DIRECTIONS | Locate each line of the records that contains the word "concrete" and copy those lines. Case counts.
# START OF DATA EXTRACT
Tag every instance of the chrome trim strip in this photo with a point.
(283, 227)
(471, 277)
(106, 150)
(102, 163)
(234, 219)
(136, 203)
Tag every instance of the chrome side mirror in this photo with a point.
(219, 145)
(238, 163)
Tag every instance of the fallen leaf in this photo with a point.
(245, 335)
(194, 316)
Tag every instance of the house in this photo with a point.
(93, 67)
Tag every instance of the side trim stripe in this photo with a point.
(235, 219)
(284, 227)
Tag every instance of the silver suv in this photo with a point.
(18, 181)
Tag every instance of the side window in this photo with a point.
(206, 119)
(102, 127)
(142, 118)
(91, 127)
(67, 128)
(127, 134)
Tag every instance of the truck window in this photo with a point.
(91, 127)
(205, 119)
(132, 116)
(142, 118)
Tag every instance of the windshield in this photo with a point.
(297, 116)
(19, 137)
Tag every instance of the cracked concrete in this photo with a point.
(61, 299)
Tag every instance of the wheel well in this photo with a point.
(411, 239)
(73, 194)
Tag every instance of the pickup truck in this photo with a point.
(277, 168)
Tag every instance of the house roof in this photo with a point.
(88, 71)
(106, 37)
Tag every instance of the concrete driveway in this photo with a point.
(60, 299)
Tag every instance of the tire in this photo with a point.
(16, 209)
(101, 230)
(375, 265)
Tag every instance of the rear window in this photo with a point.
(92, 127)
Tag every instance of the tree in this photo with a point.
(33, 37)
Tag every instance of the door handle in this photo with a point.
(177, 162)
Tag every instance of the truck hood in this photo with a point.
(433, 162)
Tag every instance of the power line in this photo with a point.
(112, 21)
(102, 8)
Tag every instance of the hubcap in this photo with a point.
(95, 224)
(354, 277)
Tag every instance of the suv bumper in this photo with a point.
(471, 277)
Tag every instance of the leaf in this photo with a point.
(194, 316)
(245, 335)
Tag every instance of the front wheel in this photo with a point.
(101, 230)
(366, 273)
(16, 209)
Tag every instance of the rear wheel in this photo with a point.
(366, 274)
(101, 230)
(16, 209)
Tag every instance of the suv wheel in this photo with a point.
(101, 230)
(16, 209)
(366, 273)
# END OF DATA EXTRACT
# START OF DATA EXTRACT
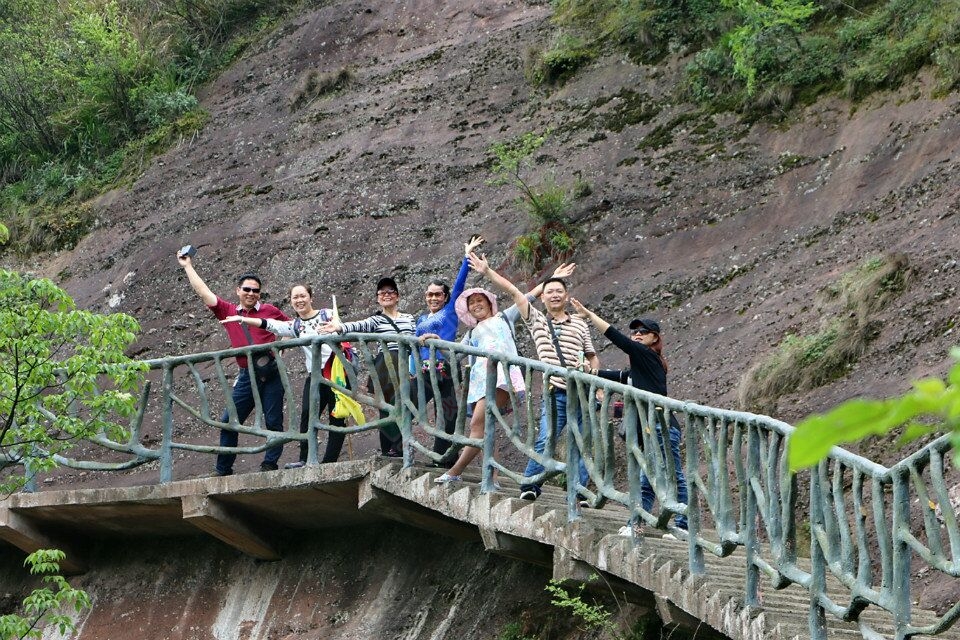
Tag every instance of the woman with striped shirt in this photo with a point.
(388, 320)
# END OF DATA EXTRACT
EXERCISE RESULT |
Tag every instance of the cracked concrete in this photo with a point.
Tag every instance of the concrete driveway in this photo with a point.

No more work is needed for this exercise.